WHAT NEEDS TO BE DONE: Print exactly the lines from the line with "Phrase: front wheel" to the last line of the data, please, both included.

AVAILABLE DATA:

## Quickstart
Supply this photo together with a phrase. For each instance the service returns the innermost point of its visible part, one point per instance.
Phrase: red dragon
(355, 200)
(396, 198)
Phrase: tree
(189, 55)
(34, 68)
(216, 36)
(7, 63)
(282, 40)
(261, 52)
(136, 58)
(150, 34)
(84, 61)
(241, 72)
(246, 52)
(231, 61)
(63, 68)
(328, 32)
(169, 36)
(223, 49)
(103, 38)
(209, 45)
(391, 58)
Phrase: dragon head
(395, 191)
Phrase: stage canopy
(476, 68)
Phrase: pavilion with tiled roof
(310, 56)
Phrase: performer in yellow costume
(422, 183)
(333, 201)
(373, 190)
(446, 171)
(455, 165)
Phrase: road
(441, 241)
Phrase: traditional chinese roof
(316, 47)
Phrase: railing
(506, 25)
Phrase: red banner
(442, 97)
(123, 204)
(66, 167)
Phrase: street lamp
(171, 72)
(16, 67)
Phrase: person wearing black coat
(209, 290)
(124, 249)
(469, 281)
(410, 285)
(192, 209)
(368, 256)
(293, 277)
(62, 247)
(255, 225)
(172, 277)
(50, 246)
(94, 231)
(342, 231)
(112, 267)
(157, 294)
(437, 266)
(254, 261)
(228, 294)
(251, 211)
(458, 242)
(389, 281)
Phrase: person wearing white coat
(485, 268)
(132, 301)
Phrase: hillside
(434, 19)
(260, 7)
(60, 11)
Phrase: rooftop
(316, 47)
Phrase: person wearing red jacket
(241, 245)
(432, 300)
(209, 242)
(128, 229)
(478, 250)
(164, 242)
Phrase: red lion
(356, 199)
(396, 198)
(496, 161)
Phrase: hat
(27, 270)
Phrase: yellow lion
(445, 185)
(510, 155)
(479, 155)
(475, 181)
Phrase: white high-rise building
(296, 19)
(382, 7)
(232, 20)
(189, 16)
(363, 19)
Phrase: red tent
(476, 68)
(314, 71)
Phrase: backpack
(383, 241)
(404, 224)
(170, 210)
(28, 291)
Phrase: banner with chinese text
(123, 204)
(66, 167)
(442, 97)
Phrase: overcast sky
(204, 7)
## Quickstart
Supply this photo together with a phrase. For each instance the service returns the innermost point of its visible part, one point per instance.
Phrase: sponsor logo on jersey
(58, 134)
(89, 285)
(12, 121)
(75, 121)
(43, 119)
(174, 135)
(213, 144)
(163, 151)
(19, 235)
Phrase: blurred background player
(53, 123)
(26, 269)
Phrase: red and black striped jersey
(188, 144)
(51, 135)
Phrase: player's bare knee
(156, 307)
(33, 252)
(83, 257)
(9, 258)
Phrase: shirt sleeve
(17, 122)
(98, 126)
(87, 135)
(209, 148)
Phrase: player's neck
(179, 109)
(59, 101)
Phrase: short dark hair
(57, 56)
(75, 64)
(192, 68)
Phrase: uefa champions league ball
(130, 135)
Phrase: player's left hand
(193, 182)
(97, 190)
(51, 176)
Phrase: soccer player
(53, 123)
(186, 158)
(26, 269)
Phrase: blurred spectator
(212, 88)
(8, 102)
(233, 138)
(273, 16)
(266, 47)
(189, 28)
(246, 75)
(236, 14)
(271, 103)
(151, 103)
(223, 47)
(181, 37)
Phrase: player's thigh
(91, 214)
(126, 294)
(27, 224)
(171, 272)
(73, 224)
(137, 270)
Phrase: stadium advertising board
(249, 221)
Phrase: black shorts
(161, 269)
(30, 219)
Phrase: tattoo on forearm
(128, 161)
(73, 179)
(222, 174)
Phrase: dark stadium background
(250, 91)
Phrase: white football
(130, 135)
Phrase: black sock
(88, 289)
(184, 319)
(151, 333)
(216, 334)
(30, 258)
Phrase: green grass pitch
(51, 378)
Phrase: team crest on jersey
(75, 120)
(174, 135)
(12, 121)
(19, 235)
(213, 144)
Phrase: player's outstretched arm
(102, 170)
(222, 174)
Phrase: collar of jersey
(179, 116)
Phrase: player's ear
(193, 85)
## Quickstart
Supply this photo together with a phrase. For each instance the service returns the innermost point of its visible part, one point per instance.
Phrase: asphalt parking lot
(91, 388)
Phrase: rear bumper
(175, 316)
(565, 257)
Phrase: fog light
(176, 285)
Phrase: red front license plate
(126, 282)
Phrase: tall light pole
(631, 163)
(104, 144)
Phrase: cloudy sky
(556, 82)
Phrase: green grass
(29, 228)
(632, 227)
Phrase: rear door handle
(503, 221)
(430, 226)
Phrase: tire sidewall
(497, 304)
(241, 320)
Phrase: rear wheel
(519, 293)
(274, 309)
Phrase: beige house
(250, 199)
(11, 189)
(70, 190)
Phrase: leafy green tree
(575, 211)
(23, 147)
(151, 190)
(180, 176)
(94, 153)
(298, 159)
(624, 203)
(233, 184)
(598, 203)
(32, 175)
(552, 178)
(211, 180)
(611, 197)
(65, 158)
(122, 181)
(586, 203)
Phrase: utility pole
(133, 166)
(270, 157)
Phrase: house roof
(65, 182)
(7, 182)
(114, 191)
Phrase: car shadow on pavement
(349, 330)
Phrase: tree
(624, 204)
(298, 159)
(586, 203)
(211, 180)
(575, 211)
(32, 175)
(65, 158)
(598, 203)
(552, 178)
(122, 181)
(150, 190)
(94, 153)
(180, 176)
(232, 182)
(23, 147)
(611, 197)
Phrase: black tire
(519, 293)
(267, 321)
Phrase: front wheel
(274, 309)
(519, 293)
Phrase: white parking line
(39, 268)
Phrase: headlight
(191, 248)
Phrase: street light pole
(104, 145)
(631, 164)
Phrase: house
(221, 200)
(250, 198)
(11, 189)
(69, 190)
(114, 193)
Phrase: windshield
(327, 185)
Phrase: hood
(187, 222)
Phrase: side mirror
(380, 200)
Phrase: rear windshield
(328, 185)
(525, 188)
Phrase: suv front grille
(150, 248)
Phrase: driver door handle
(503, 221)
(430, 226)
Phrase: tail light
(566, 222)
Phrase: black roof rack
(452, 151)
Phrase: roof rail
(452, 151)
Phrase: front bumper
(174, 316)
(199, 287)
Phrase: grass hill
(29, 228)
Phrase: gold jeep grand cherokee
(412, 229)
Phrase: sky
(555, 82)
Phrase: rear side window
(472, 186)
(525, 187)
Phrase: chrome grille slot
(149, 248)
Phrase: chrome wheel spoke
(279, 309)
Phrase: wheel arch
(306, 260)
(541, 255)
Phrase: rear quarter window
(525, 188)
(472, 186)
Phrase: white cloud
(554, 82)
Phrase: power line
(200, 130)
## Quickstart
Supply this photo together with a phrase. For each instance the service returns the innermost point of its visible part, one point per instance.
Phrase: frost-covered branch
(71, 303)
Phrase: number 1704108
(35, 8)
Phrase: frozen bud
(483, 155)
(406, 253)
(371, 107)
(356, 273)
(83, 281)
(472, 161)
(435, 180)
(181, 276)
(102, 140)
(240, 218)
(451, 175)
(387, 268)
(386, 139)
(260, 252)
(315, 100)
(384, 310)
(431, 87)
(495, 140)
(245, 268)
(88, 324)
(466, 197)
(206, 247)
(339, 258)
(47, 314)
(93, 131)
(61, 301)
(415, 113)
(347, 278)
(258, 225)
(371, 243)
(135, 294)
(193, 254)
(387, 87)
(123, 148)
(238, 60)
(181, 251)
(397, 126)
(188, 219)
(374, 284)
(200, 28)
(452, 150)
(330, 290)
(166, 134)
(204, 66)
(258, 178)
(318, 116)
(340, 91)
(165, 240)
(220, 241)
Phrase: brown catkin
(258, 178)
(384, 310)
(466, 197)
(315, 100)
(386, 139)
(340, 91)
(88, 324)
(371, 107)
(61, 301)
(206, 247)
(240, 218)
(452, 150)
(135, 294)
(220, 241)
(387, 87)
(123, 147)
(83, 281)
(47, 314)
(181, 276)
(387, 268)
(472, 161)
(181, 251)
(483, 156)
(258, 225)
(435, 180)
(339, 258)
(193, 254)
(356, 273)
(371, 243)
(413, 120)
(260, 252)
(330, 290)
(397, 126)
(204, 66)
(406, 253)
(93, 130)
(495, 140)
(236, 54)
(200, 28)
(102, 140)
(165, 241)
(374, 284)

OUTPUT OF THE EXERCISE:
Phrase: front wheel
(274, 309)
(519, 293)
Phrase: white parking line
(39, 268)
Phrase: headlight
(191, 248)
Phrase: street light pole
(104, 145)
(631, 164)
Phrase: house
(221, 200)
(250, 198)
(11, 189)
(69, 190)
(114, 193)
Phrase: windshield
(327, 185)
Phrase: hood
(187, 222)
Phrase: side mirror
(380, 200)
Phrase: rear windshield
(328, 185)
(525, 188)
Phrase: suv front grille
(150, 248)
Phrase: driver door handle
(503, 221)
(430, 226)
Phrase: tail light
(566, 222)
Phrase: black roof rack
(452, 151)
Phrase: roof rail
(452, 151)
Phrase: front bumper
(174, 316)
(199, 287)
Phrase: grass hill
(29, 228)
Phrase: gold jeep grand cherokee
(412, 229)
Phrase: sky
(555, 82)
Phrase: rear side window
(472, 186)
(525, 187)
Phrase: chrome grille slot
(149, 248)
Phrase: chrome wheel spoke
(279, 309)
Phrase: wheel arch
(306, 260)
(541, 255)
Phrase: rear quarter window
(525, 188)
(472, 186)
Phrase: white cloud
(554, 82)
Phrase: power line
(200, 130)
## Quickstart
Supply this photo together with a phrase. For each instance the service returns the innermost point of its visible part, one point per instance.
Phrase: frost-covered branch
(71, 303)
Phrase: number 1704108
(35, 8)
Phrase: frozen bud
(483, 155)
(406, 253)
(371, 107)
(356, 273)
(83, 281)
(472, 161)
(435, 180)
(181, 276)
(102, 140)
(240, 218)
(451, 175)
(387, 268)
(386, 139)
(260, 252)
(315, 100)
(384, 310)
(431, 87)
(495, 140)
(245, 268)
(88, 324)
(466, 197)
(206, 247)
(339, 258)
(47, 314)
(93, 131)
(61, 301)
(415, 113)
(347, 278)
(258, 225)
(371, 243)
(135, 294)
(193, 254)
(387, 87)
(123, 148)
(238, 60)
(181, 251)
(397, 126)
(188, 219)
(374, 284)
(200, 28)
(452, 150)
(330, 290)
(166, 134)
(204, 66)
(258, 178)
(318, 116)
(340, 91)
(165, 240)
(220, 241)
Phrase: brown catkin
(258, 178)
(384, 310)
(466, 197)
(315, 100)
(386, 139)
(340, 91)
(88, 324)
(371, 107)
(61, 301)
(206, 247)
(240, 218)
(452, 150)
(135, 294)
(220, 241)
(387, 87)
(123, 147)
(83, 281)
(47, 314)
(181, 276)
(387, 268)
(472, 161)
(181, 251)
(483, 156)
(258, 225)
(435, 180)
(339, 258)
(193, 254)
(356, 273)
(371, 243)
(413, 120)
(260, 252)
(330, 290)
(397, 126)
(204, 66)
(406, 253)
(93, 130)
(495, 140)
(236, 54)
(200, 28)
(102, 140)
(165, 241)
(374, 284)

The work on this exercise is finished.